- _WHAT YOU HAVE TO DO_: Write out, without any change, the lines of the records that run from the line with "of the mountain" up to and including the line with "[879,278,1024,384]".

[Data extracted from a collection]
------------------------------------

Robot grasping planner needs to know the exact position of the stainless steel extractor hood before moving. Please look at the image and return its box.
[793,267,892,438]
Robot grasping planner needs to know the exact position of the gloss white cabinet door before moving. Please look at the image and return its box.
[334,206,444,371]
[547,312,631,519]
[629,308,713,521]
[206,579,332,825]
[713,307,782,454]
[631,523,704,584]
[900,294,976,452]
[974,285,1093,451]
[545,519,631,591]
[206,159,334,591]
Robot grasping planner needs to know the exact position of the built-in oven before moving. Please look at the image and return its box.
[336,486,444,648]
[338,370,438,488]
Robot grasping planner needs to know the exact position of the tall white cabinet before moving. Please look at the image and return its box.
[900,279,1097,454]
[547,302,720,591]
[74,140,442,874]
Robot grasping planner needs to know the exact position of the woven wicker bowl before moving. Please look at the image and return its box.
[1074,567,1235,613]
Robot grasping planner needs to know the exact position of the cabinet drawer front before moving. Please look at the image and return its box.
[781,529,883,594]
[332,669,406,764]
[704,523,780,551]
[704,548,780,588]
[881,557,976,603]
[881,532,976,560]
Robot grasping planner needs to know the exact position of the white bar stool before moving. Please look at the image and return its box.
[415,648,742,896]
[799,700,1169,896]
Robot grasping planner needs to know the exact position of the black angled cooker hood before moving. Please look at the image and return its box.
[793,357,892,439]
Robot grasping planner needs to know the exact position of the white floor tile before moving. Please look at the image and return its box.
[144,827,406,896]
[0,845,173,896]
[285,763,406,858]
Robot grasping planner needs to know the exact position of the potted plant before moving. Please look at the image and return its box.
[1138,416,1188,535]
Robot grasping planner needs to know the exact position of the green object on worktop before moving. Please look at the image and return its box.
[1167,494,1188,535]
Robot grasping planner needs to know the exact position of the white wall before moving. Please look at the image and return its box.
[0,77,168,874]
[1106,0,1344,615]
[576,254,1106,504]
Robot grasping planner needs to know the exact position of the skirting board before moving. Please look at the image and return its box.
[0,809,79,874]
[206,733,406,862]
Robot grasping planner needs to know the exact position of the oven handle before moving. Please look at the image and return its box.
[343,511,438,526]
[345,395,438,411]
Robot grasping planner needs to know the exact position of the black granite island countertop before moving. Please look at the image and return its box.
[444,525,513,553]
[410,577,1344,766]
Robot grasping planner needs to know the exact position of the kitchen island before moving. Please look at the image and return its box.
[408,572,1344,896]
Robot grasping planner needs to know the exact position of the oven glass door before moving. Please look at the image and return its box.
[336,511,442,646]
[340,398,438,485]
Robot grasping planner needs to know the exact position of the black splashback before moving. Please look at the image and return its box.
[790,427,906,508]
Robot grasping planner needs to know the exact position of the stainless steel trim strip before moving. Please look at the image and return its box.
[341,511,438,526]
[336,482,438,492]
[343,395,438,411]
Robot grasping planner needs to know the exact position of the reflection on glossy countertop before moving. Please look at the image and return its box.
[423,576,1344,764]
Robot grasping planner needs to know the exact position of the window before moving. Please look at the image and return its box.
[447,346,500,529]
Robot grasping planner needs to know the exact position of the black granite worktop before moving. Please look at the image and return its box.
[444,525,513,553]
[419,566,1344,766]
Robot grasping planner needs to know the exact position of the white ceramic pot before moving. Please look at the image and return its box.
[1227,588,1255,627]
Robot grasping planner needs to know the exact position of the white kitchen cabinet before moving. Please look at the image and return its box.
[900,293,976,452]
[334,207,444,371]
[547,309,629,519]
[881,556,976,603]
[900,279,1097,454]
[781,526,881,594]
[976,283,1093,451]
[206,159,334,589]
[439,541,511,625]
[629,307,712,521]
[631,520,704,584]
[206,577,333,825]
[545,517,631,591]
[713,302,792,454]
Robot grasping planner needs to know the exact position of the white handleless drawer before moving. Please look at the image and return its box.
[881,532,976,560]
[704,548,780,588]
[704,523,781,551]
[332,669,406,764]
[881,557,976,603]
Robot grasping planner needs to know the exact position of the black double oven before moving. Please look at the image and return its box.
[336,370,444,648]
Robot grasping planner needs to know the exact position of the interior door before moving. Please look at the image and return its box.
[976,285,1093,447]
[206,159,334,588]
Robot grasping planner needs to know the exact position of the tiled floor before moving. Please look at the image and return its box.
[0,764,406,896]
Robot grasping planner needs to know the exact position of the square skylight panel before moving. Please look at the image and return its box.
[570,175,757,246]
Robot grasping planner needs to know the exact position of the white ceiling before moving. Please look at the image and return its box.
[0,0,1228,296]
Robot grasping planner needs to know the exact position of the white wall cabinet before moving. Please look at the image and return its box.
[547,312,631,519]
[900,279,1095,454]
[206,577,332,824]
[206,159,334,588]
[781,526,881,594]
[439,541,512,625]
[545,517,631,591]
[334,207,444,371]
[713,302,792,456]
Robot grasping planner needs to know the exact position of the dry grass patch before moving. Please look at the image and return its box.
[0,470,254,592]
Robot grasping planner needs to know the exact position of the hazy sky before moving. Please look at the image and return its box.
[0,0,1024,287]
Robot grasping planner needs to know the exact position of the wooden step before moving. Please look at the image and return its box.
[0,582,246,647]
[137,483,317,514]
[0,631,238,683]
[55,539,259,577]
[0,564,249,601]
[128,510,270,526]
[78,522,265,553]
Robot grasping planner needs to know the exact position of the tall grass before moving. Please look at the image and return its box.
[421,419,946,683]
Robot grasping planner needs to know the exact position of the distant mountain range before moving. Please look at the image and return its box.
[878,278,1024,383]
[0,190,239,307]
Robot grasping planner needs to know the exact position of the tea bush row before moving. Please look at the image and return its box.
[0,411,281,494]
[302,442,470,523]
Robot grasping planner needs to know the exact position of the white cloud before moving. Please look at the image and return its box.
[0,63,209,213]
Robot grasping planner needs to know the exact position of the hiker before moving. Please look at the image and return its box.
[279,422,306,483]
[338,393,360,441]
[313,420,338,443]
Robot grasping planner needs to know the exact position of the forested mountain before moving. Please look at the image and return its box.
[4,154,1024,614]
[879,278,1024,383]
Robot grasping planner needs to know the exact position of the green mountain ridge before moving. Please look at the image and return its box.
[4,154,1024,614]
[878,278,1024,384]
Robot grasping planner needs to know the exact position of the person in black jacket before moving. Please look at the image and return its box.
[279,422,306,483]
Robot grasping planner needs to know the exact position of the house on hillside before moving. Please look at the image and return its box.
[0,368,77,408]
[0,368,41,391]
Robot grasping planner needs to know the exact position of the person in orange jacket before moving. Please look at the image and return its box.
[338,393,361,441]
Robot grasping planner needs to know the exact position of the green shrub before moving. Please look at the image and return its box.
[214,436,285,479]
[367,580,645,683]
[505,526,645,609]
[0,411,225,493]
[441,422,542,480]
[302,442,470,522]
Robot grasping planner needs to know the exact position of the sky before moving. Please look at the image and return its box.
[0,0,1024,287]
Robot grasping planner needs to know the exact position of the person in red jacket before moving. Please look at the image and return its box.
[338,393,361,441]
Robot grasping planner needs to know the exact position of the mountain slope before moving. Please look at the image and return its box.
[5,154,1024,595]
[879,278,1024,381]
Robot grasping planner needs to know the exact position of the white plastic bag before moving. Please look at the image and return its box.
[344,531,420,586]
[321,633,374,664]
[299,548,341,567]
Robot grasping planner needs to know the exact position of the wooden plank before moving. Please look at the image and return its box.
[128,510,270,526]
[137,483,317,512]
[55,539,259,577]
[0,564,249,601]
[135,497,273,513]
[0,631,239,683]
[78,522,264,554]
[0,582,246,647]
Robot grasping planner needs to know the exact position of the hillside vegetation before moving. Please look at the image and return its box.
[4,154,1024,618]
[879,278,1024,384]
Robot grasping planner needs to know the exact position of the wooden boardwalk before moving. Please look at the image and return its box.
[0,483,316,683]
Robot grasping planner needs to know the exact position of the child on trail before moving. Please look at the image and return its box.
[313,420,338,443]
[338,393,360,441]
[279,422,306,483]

------------------------------------

- _RESPONSE TO THIS EXERCISE_:
Robot grasping planner needs to know the exact position of the mountain slope before moving. Please look at the image and return its box.
[5,154,1024,595]
[879,278,1024,381]
Robot grasping planner needs to know the exact position of the white plastic bag before moving. Please look at the image and return its box.
[344,531,420,586]
[321,633,374,664]
[299,548,341,567]
Robot grasping planner needs to know the exact position of the wooden plank before moving. Please look at the image and return its box.
[128,510,270,526]
[137,483,317,512]
[55,539,259,577]
[0,564,249,601]
[135,497,273,513]
[0,631,239,683]
[78,522,264,554]
[0,582,246,647]
Robot grasping planner needs to know the exact position of the hillside vegetation before moving. Please look at the image and return its box.
[4,154,1024,618]
[879,278,1024,384]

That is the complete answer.